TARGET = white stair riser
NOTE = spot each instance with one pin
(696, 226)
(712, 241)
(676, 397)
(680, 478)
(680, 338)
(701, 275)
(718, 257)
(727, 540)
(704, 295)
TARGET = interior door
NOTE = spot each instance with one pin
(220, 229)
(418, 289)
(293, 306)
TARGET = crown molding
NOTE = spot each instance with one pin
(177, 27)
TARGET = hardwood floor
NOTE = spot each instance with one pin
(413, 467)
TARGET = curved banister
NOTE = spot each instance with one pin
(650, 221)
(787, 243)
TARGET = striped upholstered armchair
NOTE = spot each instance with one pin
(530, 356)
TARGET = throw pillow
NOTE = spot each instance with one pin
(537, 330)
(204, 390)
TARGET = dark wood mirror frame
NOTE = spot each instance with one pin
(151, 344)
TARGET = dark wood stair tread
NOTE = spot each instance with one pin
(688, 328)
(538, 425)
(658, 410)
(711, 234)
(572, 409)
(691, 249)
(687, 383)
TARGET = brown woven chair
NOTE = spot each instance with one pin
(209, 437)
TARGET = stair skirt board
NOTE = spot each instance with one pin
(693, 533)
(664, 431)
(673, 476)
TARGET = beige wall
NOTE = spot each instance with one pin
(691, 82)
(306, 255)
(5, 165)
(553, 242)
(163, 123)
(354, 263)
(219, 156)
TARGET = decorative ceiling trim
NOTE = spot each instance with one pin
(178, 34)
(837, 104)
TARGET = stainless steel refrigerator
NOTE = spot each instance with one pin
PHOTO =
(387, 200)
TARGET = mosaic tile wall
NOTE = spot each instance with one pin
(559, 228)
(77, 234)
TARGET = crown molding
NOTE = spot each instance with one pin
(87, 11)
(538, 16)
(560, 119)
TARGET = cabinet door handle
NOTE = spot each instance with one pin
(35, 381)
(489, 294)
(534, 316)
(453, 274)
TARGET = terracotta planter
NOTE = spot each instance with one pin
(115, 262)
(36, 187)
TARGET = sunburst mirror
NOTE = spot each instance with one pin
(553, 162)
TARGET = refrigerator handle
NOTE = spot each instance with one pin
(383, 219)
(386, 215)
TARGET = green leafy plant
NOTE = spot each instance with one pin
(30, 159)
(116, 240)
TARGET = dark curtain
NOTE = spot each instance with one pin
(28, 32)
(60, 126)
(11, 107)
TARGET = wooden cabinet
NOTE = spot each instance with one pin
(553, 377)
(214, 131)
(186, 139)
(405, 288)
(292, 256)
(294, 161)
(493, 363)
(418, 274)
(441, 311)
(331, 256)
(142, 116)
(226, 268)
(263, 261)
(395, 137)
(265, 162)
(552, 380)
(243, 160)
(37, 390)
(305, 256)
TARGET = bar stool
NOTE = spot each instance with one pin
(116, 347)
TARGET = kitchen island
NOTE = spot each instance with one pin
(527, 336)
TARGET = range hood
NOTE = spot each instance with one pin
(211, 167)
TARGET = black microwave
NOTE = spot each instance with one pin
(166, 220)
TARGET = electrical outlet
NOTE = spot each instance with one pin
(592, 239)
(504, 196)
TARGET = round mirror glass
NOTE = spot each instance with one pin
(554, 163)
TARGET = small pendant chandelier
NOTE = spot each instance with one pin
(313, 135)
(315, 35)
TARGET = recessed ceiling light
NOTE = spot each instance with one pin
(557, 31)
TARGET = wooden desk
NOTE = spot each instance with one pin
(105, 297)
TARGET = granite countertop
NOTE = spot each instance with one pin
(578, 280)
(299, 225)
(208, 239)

##########

> **Problem statement**:
Return the number of lines containing the word "dark" in these records, with no additional output.

> **Output for this exercise**:
3